-- Task brief --
Copy every one of the records below word for word, with each line unchanged.

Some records
= = = =
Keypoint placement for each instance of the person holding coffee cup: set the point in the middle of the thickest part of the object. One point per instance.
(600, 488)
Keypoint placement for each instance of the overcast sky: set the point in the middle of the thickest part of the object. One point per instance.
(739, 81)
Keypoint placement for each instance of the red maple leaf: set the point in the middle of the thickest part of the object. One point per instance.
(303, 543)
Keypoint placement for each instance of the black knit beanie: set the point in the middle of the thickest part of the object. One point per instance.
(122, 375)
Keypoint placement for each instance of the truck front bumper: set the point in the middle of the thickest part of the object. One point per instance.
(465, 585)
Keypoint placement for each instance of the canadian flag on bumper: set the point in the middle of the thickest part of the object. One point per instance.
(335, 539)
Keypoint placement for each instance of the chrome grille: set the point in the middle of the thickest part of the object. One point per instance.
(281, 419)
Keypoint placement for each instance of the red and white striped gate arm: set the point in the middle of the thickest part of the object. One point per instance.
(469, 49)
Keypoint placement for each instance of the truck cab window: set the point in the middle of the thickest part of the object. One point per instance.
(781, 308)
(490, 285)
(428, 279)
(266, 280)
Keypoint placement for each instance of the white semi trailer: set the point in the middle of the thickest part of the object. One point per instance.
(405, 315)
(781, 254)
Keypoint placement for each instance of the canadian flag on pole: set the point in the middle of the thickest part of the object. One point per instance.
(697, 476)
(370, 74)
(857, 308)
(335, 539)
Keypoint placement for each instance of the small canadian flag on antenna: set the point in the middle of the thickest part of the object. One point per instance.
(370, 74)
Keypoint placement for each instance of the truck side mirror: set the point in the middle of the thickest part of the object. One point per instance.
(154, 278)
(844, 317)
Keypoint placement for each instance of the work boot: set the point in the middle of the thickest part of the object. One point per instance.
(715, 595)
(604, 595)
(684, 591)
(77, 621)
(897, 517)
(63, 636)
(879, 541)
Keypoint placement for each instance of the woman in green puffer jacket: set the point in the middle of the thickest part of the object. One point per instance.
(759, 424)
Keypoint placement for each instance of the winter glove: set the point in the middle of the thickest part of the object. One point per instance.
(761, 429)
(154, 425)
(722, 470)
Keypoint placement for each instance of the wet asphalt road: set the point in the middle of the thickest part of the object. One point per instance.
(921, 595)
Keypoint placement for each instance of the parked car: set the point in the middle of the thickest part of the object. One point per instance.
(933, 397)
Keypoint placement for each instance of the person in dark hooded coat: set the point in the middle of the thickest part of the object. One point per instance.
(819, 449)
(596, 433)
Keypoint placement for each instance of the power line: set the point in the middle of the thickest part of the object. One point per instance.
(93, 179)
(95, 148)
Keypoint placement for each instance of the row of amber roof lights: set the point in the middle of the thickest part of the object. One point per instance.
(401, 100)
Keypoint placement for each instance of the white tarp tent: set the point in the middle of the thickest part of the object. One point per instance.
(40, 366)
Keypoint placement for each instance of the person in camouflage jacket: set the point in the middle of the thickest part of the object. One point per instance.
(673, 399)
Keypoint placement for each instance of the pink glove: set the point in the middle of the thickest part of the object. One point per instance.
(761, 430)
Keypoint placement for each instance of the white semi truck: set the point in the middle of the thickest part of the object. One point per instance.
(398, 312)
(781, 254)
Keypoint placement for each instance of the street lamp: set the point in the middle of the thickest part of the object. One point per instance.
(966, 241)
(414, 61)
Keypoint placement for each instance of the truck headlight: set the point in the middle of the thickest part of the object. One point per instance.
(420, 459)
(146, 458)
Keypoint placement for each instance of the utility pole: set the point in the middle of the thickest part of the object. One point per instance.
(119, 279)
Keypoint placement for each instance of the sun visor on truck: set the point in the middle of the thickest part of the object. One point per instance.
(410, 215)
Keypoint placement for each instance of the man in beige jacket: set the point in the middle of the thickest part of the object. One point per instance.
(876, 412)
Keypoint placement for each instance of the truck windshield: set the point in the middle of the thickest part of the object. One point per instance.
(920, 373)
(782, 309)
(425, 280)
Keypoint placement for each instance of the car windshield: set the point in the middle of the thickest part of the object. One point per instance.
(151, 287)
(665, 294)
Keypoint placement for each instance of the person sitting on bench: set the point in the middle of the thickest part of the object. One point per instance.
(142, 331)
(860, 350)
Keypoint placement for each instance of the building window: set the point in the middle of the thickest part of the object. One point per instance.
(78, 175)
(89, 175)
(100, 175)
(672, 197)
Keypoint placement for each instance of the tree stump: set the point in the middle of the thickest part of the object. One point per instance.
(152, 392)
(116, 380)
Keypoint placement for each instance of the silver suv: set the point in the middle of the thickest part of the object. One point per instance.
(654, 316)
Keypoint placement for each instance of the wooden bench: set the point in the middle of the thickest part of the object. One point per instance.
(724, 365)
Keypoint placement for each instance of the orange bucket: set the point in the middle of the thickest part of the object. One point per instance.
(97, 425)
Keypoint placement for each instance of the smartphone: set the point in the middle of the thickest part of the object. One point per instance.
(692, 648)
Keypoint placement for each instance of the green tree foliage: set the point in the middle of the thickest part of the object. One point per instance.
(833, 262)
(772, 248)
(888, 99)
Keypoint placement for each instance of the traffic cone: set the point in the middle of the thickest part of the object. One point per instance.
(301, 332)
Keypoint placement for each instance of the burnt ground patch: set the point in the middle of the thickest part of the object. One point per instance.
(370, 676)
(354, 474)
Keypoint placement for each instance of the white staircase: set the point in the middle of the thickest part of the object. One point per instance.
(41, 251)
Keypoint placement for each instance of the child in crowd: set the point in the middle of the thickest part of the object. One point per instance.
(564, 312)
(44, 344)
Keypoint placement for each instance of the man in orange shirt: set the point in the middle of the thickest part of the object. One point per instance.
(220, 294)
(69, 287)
= = = =
-- The result --
Keypoint placement for each instance of the person holding coffee cup: set the point in the middle of the thickest part of the object. One point per instance.
(600, 488)
Keypoint placement for each instance of the overcast sky: set the point in the middle of the thickest part of the object. One point per instance.
(739, 81)
Keypoint placement for each instance of the red maple leaf: set the point in the middle of the thickest part of the object. One point per instance.
(303, 543)
Keypoint placement for each instance of the black knit beanie: set the point in the middle of the thickest part of the object. One point per instance.
(122, 375)
Keypoint placement for each instance of the truck front bumper: set the point in the middle of the thickest part of the object. One point per instance.
(465, 585)
Keypoint placement for each instance of the canadian flag on bumper: set the point in the middle of the thickest part of the object. One point per instance.
(335, 539)
Keypoint placement for each instance of the chrome grille: set the point in the middle of the thickest part of the object. One point per instance.
(281, 419)
Keypoint placement for each instance of the red and white striped gate arm: set the point in the middle of the thickest part of the object. One point per instance.
(469, 49)
Keypoint placement for each instance of the truck cab window: set the point in the middle of the thickest part of the object. One point per instance.
(781, 308)
(490, 285)
(428, 279)
(266, 280)
Keypoint placement for each instance of the white semi trailer: set the point in the middle of the thickest part of the object. One point per instance.
(405, 315)
(781, 254)
Keypoint placement for each instance of the canadian flag on pole: set the point in the middle of the thickest part of the object. One point per instance.
(697, 476)
(370, 74)
(857, 308)
(335, 539)
Keypoint placement for each instance of the small canadian flag on antenna: set the point in the middle of the thickest part of the object. One point per instance.
(370, 74)
Keypoint placement for each instance of the truck side mirror: set the point in the middle of the thickest part of the object. One point per instance.
(154, 278)
(844, 317)
Keypoint placement for each instance of the work boot: set the point in the middle of the thickest part of the object. One point per instance.
(715, 595)
(604, 595)
(684, 591)
(77, 621)
(897, 517)
(63, 636)
(879, 541)
Keypoint placement for each instance of the woman in green puffer jacket: set the point in the middle of the thickest part of the object. One point per instance.
(759, 424)
Keypoint placement for each instance of the winter glove: set the point in the middle of the thickest part of the object. One point per instance.
(761, 429)
(154, 425)
(722, 470)
Keypoint placement for each instance of the wet asphalt road: set the point in the middle of the thickest part of the object. One point per instance.
(921, 595)
Keypoint placement for each instance of the parked car: set the point in the middle of the thickest part of the object. One point per instance.
(933, 397)
Keypoint placement for each instance of the person in dark hooded coat: set the point in the middle of the thickest part of the object. One point per instance.
(819, 449)
(596, 433)
Keypoint placement for each instance of the power line: set the point in the middle of the thickest part of the object. One point per instance.
(93, 179)
(95, 148)
Keypoint placement for each instance of the row of amber roof lights: set the point in the middle of the thickest part of the object. One point per instance.
(401, 100)
Keypoint placement for each instance of the white tarp tent: set the point in the middle of the thickest part of the object. One point per instance.
(40, 366)
Keypoint placement for each instance of the person in camouflage jacket: set the point in the middle of the thickest part of the object. One point per instance.
(673, 399)
Keypoint placement for each instance of the pink glove: set the point in the middle of the thickest part of the object. One point per instance.
(761, 430)
Keypoint placement for each instance of the white semi truck: set the point in the middle of the thickest part of the object. One point per instance.
(398, 312)
(781, 254)
Keypoint placement for each instance of the street lamp: set the point in the middle of the thickest part of the object. One point per instance.
(966, 241)
(414, 61)
Keypoint placement for each instance of the truck headlight: set the point in the middle of the thickest part of the object. One point per instance.
(420, 459)
(146, 458)
Keypoint placement for each instance of the utility pole: set the point in the middle of the thickest part of the object. One point per instance.
(119, 279)
Keypoint placement for each instance of the sun visor on truck: set the point in the middle of the thickest part of the object. One point per instance.
(410, 215)
Keypoint placement for each instance of the man in beige jacket: set the point in the middle of the thickest part of the object. One point per instance.
(876, 412)
Keypoint placement for each instance of the truck windshield: set the point in the middle of the thickest part of the object. One point per instance.
(920, 373)
(782, 309)
(425, 280)
Keypoint placement for each instance of the car windshield: set the point in the middle of the thickest part of the object. One point per instance.
(151, 287)
(665, 294)
Keypoint placement for each instance of the person sitting on bench: set the point in the middle of the thickest part of the object. One point per instance.
(142, 331)
(860, 350)
Keypoint placement for each instance of the building window: set the point in the middle of the thickest part of the object. One point per instance.
(78, 175)
(89, 175)
(100, 175)
(672, 197)
Keypoint placement for each instance of the tree stump: set the point in the middle of the thickest part of the object. One point per instance.
(152, 392)
(116, 380)
Keypoint placement for each instance of the silver suv: set the point in the middle of the thickest part of the object. One point per instance.
(654, 316)
Keypoint placement for each instance of the wooden bench: set the point in the middle of the thickest part of the object. One point per instance.
(724, 365)
Keypoint placement for each instance of the orange bucket: set the point in the middle of the thickest part of the object. One point per instance.
(97, 425)
Keypoint placement for each instance of the smartphone: set the point in the middle of the thickest part of the object. One point per instance.
(692, 648)
Keypoint placement for each instance of the green tree foliage: set the point in the middle of the thickest part of the object. One point per instance.
(833, 262)
(772, 248)
(888, 99)
Keypoint placement for each instance of the traffic cone: set the point in the middle of the thickest part of the object. One point per instance.
(301, 332)
Keypoint placement for each instance of the burnt ground patch: set the point in the middle of the thickest part of the object. One point per instance.
(370, 676)
(354, 474)
Keypoint placement for each instance of the white staircase: set the point in the middle of the thickest part of the object. One point per instance.
(41, 251)
Keypoint placement for each instance of the child in crowd: set the point in the middle of the thickest part of the object. One point per instance.
(564, 312)
(44, 344)
Keypoint placement for each instance of the man in orange shirt: set the point in the middle of the thickest part of the object. One point per instance.
(220, 294)
(69, 287)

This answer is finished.